Extract:

☆ ☆ ☆ ☆

Jun 2, 2013

Prom '98: Grecian Nights



I took this image and made it into a coloring page. Everything was done by hand via Crayola Colored Pencils on February 24th 2014.




Chapter I
Date Anxiety



June 2nd 2013

I
t's that time of year when prom and the end of school is in the air, or for some prom is already over, including school.  For many prom is a wonderful time.  A time to remember the previous four years with a nice celebration with a girlfriend, friend, or even a group of friends.  For some, prom can be awkward, disastrous, or something they choose not to attend.  Luckily, my prom was wonderful.  If I didn't have a date, I would've went stag.  I worked too hard in school to not go to prom.  I recall a few girls that didn't have dates at my prom, so if you're reading this and don't have a date.  GO!  You never know who you might meet.

Even when I did or didn't have a date, I never missed a middle school or high school dance.  I sure wasn't going to miss the most important one of them all.  Prom.  I started thinking about my prom back in March 1998.  I was a 19 year old senior at Lakeland High School in White Lake, MI and our prom was going to be held at Bakers of Milford in Milford, MI.  I was glad.  I didn't want to drive to Troy or some place that was an hour or so away.

☆ ☆ ☆ ☆

(Stored items)
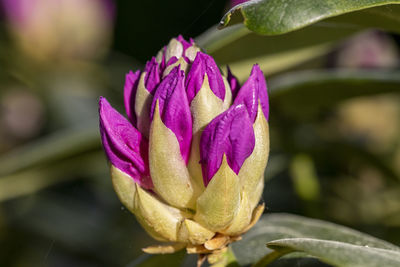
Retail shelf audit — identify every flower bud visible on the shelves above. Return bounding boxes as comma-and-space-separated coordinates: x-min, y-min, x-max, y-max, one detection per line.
100, 36, 269, 260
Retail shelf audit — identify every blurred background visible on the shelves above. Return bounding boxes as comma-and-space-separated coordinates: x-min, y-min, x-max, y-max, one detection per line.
0, 0, 400, 266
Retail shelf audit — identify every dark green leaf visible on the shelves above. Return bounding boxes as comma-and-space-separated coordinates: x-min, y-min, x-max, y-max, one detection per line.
221, 0, 400, 35
0, 126, 100, 177
268, 69, 400, 116
127, 250, 185, 267
232, 214, 400, 265
268, 238, 400, 267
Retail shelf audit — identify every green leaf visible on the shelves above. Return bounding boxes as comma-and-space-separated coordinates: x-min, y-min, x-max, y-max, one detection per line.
220, 0, 400, 35
127, 250, 185, 267
232, 214, 400, 265
0, 125, 100, 177
196, 25, 359, 78
268, 69, 400, 116
266, 238, 400, 267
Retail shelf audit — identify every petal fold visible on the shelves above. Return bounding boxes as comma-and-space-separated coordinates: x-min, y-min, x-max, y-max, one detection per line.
99, 97, 153, 188
149, 101, 198, 209
151, 66, 192, 163
194, 155, 240, 232
185, 52, 225, 103
200, 105, 255, 186
233, 64, 269, 122
124, 70, 140, 126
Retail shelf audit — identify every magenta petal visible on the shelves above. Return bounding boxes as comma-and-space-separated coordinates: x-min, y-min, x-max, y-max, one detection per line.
185, 52, 225, 103
124, 70, 140, 126
200, 105, 255, 186
227, 66, 240, 99
99, 97, 153, 189
144, 57, 161, 94
150, 66, 192, 163
176, 35, 194, 51
233, 64, 269, 122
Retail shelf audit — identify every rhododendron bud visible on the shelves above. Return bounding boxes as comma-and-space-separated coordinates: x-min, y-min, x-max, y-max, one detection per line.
100, 36, 269, 262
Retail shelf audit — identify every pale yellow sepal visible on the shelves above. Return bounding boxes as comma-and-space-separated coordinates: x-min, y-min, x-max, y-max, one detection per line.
149, 101, 197, 209
178, 219, 215, 245
188, 74, 224, 191
142, 243, 186, 254
238, 104, 269, 209
195, 155, 240, 232
165, 38, 183, 62
220, 192, 253, 236
163, 57, 189, 78
185, 45, 200, 62
110, 165, 136, 213
135, 72, 153, 138
248, 177, 265, 213
134, 184, 190, 242
222, 76, 232, 110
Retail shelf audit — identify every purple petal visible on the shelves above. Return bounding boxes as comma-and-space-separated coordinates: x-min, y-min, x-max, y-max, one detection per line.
99, 97, 153, 189
227, 66, 240, 99
124, 70, 140, 126
233, 64, 269, 122
176, 35, 194, 52
144, 57, 161, 94
150, 66, 192, 163
185, 52, 225, 103
200, 105, 255, 186
165, 57, 178, 68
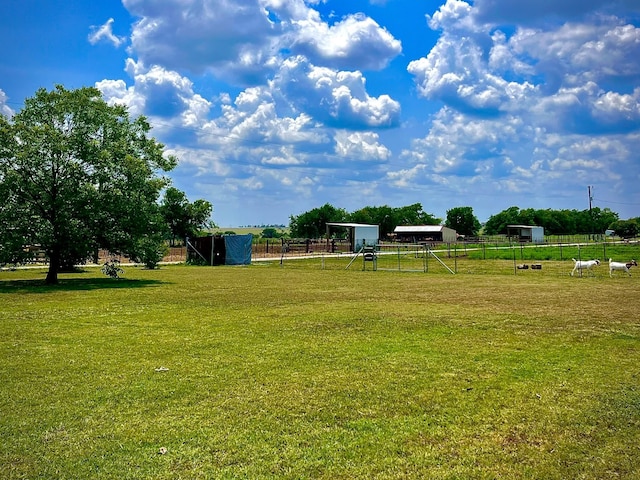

☆ ☆ ☆ ☆

Pick up the prom blog post after its last sentence and continue it. The entries play no part in this work.

I hadn't had a girlfriend since May 1997, my junior year, so I was single.  I started thinking at the early part of April about who I was going to ask.  All my female friends had dates, at least that I recall.  I wanted to take someone that I knew.  Someone that wouldn't screw me over. Someone that wouldn't spend the whole night flirting with other people.  Someone who would treat me the way I treated them.  I know, that was asking a lot for a 19 year old, but if you knew my past, you'd see my reasoning.  I wanted to take someone who I would have a good time with, and someone who I cared about, it be a friend or someone more.  As you can tell, I'm pretty old school when it comes to dating.  So, who would I ask?


If you must know, I hate group dates.  Ever since my high school days I've hated them, and luckily, I haven't went on any.  My anxiety is a tad bit higher.  It all stems back to my freshman homecoming, when my best friend of 6 years kissed my date, basically right in front of my eyes.  My friend Brad had brought his date (Melissa), and I had brought mine (Trisha) to the dance.  Even though Trisha and I were just friends (same with Brad and Melissa), he asked if he could slow dance with Trisha.  Which, I didn't have a problem with.  I slow danced with Melissa as well. Toward the end of the night Trisha wasn't feeling good (tired) so Melissa and I went to get a drink.  We both talked about how much fun we were having, and Melissa knew that Brad liked her, and he really did.  I was happy for Brad, and I remember that I spent the weekend prior to homecoming at his house showing him how to fast dance, as this was his first dance that he attended, if I recall correctly.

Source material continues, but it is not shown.